| Data records |
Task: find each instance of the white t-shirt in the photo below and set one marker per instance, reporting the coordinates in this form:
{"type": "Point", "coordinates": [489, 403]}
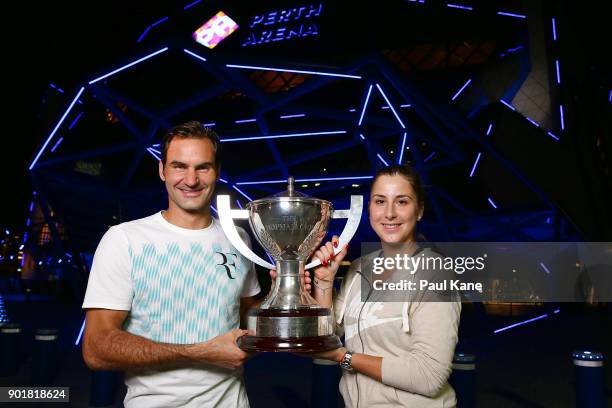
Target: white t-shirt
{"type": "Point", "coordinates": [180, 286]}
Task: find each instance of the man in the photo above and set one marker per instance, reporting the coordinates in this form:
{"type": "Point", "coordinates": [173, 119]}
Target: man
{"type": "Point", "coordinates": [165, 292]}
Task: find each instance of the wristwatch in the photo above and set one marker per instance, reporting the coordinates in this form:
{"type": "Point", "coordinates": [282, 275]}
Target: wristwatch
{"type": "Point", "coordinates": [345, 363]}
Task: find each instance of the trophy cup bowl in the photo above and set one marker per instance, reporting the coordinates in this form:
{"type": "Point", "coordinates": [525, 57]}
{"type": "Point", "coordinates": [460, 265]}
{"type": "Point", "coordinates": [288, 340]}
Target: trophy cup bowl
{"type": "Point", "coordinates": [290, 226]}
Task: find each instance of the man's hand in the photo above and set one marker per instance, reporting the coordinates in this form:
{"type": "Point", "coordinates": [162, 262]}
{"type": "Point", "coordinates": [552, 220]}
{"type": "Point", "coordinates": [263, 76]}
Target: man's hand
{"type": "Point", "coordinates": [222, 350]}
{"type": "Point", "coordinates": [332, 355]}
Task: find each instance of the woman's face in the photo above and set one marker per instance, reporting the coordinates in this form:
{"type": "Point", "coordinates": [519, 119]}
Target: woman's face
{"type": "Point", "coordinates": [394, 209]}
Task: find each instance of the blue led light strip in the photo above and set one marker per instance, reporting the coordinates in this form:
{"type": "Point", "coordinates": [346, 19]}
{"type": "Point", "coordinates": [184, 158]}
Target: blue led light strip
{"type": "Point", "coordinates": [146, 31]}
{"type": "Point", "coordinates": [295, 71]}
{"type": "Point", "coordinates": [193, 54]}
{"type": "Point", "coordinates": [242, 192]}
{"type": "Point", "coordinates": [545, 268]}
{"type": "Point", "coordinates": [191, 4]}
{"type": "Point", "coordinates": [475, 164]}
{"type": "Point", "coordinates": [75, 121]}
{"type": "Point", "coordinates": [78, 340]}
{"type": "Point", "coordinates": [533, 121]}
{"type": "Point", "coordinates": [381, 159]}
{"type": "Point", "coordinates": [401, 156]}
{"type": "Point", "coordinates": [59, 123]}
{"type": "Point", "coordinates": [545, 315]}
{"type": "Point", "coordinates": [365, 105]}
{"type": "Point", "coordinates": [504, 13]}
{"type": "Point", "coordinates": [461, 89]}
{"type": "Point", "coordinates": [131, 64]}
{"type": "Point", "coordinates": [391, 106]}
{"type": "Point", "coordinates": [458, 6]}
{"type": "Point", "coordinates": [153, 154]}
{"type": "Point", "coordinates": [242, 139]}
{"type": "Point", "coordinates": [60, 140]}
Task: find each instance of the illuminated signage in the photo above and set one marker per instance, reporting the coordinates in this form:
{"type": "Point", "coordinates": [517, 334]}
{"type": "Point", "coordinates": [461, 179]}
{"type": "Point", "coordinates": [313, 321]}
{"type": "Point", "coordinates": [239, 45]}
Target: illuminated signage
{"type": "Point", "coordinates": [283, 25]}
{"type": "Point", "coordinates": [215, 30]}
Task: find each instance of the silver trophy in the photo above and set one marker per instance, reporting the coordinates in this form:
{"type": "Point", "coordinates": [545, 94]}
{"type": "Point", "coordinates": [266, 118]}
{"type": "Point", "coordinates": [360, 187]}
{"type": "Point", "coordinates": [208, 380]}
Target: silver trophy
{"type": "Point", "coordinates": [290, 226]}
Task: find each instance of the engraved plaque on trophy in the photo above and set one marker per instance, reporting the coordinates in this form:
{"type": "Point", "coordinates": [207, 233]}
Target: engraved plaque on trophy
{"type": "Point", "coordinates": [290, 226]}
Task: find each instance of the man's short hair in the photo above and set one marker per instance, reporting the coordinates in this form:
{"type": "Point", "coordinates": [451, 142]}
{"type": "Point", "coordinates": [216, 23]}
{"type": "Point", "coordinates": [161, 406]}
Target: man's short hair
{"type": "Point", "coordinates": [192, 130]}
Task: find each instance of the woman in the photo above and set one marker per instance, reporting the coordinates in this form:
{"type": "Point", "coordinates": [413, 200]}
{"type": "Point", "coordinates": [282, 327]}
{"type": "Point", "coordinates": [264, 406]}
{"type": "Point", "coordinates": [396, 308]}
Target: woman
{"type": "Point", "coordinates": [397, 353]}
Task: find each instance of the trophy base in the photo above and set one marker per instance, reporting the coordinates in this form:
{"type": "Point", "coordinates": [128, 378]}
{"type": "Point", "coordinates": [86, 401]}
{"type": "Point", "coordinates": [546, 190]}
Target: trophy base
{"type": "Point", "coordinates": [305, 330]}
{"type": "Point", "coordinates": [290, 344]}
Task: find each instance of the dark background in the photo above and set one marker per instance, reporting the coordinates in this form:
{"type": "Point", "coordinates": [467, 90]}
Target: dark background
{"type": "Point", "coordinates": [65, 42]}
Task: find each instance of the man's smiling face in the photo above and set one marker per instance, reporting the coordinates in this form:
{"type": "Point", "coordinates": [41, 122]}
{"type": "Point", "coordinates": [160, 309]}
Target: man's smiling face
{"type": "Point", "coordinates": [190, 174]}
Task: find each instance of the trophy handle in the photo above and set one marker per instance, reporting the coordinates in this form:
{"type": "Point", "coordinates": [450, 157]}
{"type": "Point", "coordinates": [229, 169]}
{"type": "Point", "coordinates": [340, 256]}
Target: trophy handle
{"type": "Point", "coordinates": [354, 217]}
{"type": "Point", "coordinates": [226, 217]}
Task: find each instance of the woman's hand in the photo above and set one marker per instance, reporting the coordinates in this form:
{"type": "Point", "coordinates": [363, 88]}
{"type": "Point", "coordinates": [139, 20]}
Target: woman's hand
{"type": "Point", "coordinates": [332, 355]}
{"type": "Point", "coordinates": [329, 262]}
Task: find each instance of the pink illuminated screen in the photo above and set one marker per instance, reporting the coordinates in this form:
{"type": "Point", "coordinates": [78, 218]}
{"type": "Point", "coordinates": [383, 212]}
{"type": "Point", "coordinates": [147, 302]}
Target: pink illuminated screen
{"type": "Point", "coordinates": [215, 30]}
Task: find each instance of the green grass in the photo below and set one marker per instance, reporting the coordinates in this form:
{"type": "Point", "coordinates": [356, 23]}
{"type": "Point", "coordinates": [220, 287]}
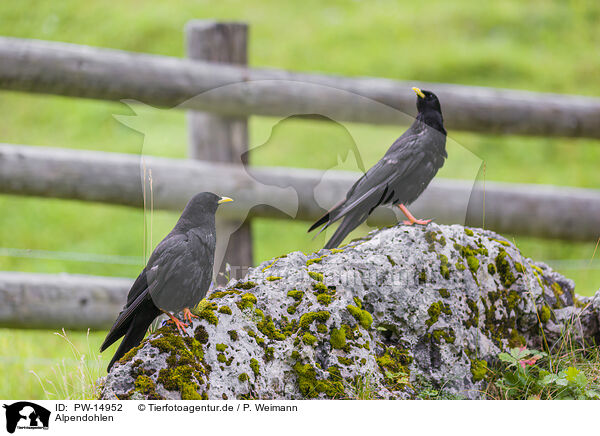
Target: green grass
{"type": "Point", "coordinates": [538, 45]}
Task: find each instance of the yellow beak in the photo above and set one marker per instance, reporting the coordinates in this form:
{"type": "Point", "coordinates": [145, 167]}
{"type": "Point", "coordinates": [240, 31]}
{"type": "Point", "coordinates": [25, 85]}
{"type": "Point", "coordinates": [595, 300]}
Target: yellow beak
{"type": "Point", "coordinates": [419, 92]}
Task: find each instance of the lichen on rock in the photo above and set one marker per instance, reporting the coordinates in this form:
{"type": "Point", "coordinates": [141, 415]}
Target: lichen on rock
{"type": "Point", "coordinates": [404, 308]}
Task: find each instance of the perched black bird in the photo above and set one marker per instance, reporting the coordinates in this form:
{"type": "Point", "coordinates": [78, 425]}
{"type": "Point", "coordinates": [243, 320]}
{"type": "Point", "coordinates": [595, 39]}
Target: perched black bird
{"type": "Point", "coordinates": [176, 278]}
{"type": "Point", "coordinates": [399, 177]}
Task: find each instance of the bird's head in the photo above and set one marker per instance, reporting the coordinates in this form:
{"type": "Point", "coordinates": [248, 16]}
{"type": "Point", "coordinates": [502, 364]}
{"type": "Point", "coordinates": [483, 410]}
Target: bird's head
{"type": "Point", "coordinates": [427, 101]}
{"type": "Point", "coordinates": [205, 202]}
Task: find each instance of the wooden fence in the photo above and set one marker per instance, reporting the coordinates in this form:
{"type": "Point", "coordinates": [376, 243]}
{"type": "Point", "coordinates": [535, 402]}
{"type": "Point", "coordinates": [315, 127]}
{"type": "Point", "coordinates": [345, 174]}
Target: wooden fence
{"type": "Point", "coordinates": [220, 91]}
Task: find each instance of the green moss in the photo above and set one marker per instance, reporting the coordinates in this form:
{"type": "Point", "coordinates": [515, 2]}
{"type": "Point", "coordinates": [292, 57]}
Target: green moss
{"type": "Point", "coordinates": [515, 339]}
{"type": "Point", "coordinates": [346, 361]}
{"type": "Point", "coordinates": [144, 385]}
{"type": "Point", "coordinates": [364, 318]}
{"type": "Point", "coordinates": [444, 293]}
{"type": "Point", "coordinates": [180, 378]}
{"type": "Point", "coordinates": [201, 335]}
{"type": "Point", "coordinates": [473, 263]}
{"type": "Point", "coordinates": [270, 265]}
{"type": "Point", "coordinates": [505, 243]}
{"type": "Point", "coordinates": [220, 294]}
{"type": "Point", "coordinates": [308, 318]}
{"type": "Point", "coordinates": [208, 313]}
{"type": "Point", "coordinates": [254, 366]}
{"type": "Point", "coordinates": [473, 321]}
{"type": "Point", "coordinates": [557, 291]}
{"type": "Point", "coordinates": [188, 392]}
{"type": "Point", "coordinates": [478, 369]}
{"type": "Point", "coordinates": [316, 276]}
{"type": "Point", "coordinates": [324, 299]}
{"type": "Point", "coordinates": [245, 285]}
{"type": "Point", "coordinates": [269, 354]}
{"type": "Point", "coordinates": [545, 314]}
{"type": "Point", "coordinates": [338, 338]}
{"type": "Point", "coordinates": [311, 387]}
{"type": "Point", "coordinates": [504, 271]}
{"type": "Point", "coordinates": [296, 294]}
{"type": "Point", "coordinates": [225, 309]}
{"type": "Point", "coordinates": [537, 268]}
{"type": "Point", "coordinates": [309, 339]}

--

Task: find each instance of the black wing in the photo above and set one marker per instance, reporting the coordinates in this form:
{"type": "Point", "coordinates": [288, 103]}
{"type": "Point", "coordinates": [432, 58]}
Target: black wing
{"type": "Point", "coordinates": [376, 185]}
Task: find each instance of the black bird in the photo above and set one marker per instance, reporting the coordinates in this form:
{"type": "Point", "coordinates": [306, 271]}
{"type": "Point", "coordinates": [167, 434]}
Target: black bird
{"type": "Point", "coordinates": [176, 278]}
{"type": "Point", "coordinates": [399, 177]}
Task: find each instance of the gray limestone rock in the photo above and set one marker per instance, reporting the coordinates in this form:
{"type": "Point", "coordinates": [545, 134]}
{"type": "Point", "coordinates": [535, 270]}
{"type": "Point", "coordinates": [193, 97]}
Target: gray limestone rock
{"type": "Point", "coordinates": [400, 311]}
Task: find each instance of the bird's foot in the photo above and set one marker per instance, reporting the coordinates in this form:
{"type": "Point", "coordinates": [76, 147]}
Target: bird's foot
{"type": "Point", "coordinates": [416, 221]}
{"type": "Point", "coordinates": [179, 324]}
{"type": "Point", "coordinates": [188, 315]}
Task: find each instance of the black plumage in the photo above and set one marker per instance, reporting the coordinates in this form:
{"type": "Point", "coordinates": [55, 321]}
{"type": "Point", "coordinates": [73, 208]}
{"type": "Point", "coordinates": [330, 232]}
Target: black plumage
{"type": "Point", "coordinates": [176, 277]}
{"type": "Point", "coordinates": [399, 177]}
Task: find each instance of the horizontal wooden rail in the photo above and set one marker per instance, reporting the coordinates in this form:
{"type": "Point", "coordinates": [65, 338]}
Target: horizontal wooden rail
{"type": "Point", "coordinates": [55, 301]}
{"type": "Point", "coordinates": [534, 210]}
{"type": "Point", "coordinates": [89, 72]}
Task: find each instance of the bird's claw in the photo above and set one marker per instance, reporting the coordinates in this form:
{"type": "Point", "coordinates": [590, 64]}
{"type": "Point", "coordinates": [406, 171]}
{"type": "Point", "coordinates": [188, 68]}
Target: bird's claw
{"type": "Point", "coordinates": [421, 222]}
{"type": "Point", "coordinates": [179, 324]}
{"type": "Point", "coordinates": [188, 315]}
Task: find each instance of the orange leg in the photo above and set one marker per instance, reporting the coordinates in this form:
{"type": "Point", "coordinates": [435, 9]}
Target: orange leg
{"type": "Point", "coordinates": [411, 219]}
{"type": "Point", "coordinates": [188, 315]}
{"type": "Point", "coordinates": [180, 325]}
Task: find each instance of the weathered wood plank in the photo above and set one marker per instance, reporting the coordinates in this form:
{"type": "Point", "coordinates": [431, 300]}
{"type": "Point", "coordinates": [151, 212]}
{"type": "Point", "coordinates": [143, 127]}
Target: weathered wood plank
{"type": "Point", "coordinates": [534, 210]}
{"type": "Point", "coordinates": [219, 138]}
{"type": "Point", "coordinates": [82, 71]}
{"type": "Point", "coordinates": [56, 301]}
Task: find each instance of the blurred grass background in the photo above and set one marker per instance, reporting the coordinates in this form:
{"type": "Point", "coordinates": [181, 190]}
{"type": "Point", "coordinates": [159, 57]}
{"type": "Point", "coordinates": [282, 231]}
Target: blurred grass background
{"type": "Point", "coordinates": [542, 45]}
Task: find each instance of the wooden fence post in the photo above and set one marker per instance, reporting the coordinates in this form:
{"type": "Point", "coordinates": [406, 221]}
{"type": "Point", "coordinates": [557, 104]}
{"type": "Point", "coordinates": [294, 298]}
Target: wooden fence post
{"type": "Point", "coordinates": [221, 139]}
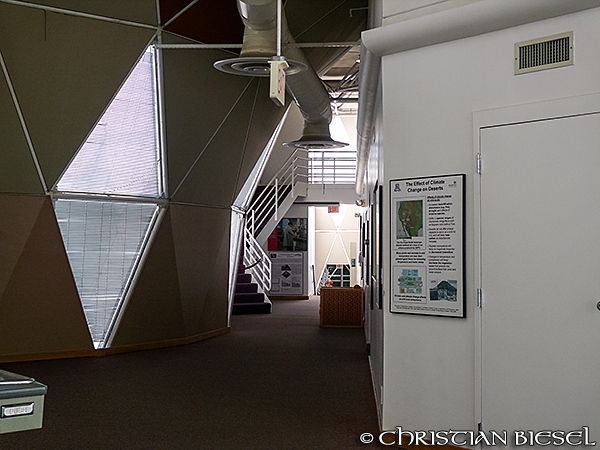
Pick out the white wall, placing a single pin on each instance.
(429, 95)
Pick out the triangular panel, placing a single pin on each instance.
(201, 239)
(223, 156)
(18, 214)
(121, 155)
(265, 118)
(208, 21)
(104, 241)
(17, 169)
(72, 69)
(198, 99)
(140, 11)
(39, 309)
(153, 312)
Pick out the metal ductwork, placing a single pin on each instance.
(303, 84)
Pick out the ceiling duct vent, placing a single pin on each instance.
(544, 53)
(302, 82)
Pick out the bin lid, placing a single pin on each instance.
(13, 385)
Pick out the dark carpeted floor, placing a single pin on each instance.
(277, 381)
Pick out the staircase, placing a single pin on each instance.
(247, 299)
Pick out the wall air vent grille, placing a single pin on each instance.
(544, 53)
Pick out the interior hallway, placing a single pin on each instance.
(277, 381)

--

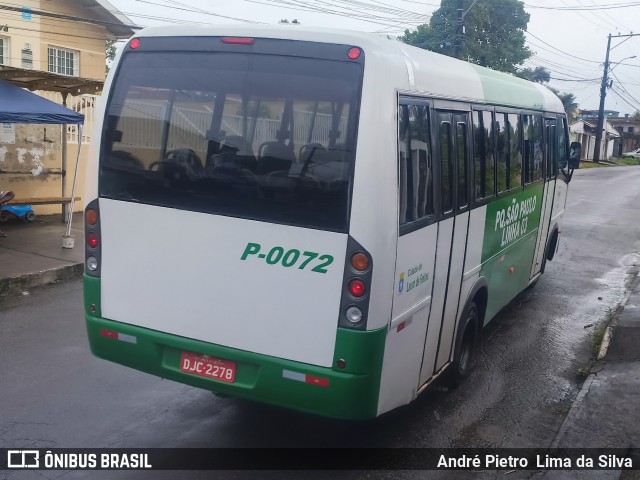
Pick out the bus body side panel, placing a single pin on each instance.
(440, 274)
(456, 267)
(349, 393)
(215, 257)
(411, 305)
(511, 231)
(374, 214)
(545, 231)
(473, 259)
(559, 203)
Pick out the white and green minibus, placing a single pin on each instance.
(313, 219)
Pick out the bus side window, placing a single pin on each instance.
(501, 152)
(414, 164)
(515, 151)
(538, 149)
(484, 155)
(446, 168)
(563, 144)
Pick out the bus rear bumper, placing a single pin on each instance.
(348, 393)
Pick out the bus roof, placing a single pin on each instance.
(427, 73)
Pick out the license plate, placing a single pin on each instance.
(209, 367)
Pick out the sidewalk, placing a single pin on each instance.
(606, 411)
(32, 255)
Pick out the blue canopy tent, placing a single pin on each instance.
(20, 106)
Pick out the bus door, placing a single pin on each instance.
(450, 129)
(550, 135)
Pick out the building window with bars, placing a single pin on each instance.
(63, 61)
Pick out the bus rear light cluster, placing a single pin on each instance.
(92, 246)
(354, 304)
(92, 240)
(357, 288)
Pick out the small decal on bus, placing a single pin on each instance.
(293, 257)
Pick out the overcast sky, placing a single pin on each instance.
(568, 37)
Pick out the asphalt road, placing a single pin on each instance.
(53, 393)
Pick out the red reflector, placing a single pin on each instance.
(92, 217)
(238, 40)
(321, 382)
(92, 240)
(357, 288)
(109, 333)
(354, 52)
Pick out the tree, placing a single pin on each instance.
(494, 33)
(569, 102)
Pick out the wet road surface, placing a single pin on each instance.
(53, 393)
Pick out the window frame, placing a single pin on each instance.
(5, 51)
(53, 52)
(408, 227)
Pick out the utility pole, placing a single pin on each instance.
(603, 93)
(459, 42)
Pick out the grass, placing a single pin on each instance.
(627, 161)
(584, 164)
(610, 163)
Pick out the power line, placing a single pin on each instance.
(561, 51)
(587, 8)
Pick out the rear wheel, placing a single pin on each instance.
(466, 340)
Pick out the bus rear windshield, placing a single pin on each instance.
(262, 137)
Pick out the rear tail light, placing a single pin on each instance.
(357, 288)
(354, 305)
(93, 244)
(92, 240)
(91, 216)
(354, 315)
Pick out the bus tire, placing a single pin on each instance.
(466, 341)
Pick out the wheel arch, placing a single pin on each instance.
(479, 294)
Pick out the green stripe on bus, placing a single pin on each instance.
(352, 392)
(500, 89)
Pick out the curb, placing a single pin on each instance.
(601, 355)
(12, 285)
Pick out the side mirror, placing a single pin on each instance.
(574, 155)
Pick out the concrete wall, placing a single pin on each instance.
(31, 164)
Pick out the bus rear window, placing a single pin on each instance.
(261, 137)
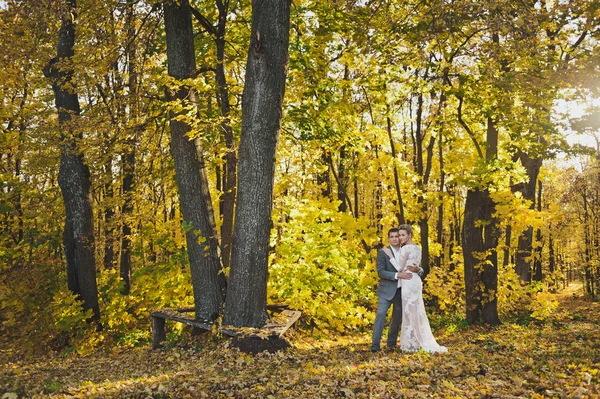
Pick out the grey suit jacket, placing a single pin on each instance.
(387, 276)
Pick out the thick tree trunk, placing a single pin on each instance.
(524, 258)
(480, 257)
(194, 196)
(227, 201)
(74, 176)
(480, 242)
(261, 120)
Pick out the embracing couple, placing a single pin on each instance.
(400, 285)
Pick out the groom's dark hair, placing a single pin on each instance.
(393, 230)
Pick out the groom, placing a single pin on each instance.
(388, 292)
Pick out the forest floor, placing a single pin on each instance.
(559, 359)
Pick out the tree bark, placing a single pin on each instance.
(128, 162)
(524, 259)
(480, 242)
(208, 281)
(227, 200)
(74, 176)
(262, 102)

| Task brief |
Every line that holds the word "below" should be copied from the records.

| Your response |
Task: find each instance of the white t-shirt in the photo below and set one marker per instance, reporting the coordinates in this form:
Task: find each instance of the green grass in the photo below and set one marker per instance, reporting the coordinates in this form:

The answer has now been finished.